*Material provided*
— START —
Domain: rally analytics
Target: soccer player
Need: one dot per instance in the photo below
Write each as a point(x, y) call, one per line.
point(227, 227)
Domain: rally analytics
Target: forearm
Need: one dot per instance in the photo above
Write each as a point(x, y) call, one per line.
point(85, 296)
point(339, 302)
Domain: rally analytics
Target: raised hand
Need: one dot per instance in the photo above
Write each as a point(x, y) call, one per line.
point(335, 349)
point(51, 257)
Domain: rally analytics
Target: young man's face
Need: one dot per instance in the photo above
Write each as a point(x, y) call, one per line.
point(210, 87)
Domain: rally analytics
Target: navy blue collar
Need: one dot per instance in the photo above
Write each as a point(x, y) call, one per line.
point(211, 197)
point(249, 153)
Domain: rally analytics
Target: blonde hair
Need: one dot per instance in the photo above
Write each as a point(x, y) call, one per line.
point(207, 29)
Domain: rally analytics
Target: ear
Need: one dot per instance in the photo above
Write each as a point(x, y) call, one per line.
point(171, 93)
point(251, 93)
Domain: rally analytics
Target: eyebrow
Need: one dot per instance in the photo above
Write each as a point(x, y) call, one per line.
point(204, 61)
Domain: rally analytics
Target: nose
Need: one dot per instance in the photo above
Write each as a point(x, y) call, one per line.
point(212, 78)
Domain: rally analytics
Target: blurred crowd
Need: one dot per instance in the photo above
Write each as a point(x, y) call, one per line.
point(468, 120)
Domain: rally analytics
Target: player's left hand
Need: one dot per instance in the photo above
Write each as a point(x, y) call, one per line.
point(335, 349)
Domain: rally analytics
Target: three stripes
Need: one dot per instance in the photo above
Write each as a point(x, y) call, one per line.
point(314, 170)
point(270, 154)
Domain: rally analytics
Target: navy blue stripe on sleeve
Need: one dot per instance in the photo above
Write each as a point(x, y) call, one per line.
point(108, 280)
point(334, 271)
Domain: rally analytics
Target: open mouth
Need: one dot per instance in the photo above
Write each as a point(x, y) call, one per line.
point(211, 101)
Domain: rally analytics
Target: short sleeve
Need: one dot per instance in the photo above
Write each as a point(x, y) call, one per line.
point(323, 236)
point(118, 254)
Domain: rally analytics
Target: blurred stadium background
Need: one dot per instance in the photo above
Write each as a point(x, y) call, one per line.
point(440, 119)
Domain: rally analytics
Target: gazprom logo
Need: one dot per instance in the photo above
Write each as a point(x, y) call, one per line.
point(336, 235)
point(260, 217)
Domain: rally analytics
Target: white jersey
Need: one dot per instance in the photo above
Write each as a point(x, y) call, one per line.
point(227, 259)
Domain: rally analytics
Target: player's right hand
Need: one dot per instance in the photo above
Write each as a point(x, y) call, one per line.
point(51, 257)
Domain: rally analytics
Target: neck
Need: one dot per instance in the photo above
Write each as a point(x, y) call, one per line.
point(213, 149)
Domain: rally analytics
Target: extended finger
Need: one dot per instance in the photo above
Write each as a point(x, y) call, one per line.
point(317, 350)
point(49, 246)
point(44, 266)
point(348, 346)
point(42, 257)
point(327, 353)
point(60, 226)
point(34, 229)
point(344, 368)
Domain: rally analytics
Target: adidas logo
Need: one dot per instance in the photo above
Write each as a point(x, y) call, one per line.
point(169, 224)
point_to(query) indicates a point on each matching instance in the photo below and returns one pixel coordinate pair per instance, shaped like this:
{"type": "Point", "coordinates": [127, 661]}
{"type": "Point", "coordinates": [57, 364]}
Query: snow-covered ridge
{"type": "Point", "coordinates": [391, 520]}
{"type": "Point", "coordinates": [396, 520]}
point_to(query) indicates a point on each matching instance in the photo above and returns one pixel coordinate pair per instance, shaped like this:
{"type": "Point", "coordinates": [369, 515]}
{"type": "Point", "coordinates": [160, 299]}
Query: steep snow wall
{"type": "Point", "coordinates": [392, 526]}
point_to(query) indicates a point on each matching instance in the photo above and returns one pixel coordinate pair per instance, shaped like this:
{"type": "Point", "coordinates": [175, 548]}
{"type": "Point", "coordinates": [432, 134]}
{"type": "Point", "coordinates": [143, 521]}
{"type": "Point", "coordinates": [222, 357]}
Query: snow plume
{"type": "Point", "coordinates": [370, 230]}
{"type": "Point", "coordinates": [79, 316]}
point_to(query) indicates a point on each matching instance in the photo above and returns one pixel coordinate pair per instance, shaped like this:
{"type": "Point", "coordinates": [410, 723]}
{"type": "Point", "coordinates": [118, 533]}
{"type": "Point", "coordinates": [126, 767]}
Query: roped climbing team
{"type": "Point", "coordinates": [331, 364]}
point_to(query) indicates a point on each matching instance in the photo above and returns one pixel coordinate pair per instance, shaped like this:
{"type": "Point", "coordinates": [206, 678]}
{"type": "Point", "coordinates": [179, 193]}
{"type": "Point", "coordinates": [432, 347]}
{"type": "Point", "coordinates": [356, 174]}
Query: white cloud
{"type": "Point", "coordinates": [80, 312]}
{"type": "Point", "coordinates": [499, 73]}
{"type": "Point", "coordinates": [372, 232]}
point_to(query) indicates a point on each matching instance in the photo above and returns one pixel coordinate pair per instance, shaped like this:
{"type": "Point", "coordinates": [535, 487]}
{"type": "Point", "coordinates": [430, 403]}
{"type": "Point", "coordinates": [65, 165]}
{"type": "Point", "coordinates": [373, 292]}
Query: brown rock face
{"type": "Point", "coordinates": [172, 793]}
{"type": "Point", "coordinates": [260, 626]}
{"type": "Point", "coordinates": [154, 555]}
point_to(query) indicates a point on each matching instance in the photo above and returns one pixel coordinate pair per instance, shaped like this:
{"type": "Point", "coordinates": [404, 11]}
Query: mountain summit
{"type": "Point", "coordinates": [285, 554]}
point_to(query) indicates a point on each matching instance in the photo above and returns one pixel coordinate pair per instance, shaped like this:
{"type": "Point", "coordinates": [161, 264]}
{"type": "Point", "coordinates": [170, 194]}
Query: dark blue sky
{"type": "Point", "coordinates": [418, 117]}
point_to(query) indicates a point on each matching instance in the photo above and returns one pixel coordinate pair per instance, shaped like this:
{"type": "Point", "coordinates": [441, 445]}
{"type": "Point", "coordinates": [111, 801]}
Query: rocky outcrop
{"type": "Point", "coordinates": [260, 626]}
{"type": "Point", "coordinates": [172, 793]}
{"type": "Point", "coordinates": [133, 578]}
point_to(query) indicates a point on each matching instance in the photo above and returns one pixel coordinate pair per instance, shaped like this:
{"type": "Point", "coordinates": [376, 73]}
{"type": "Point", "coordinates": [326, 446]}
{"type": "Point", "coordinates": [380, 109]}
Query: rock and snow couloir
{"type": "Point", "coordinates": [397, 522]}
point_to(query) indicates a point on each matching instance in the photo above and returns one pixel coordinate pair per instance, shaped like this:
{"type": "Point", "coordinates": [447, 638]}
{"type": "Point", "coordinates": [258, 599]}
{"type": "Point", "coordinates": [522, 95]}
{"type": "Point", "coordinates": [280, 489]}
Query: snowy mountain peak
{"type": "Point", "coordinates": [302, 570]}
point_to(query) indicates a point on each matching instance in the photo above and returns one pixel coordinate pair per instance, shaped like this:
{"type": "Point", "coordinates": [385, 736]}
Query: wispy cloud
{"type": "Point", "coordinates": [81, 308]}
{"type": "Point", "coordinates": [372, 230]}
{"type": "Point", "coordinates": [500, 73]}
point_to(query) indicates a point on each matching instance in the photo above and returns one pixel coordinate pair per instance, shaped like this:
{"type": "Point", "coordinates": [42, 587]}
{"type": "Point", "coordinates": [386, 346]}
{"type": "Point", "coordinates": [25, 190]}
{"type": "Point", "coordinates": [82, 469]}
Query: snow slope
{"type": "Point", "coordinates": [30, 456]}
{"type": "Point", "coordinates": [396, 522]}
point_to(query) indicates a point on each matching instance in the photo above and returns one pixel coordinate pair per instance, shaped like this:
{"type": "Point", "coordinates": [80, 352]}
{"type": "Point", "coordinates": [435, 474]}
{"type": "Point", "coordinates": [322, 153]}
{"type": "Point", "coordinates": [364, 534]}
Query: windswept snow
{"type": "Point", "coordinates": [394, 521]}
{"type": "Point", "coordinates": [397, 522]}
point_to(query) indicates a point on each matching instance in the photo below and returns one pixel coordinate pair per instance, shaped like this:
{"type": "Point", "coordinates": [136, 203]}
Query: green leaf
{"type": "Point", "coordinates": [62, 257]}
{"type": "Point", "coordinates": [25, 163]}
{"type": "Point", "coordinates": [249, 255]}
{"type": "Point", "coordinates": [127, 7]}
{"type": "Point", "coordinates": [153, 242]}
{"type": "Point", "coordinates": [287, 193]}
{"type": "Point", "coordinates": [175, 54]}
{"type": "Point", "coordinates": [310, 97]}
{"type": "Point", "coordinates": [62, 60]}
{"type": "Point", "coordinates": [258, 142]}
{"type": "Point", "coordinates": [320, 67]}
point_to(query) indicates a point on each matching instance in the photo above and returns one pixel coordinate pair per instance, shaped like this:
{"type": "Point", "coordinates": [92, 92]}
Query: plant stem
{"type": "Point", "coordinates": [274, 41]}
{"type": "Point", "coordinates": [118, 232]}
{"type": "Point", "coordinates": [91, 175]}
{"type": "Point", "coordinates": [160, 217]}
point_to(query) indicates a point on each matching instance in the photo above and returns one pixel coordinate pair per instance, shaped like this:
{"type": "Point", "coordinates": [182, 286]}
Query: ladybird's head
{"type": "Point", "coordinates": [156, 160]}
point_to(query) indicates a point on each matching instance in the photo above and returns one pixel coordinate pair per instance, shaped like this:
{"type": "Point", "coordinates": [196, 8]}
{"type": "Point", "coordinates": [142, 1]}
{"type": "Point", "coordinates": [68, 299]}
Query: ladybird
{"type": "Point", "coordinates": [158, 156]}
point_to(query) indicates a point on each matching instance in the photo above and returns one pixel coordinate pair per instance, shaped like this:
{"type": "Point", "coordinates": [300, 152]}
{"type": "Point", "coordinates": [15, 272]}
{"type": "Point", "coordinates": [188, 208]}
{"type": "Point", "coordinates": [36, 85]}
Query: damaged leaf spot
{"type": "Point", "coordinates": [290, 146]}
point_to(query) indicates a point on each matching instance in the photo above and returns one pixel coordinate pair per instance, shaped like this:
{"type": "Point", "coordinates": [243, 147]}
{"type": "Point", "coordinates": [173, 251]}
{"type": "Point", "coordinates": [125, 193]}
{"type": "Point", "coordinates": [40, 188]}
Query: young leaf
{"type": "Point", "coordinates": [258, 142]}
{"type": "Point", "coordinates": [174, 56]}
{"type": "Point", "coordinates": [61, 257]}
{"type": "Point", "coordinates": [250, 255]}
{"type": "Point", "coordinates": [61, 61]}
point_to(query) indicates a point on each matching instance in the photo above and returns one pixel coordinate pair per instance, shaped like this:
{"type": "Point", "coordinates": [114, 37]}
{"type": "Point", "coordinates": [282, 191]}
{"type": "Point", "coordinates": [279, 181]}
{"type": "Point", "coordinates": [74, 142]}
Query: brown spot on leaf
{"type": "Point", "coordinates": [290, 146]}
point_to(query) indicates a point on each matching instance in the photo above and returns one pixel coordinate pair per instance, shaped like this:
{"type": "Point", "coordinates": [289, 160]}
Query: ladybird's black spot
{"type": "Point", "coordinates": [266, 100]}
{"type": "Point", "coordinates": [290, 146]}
— END —
*Task instructions*
Return, unchanged, every line of the material from its very first line through the line that contains "point(227, 227)", with both ends included.

*Solution to the exercise*
Domain: rally analytics
Target: soccer player
Need: one dot per instance in the photo below
Write each as a point(x, y) call, one per line.
point(227, 227)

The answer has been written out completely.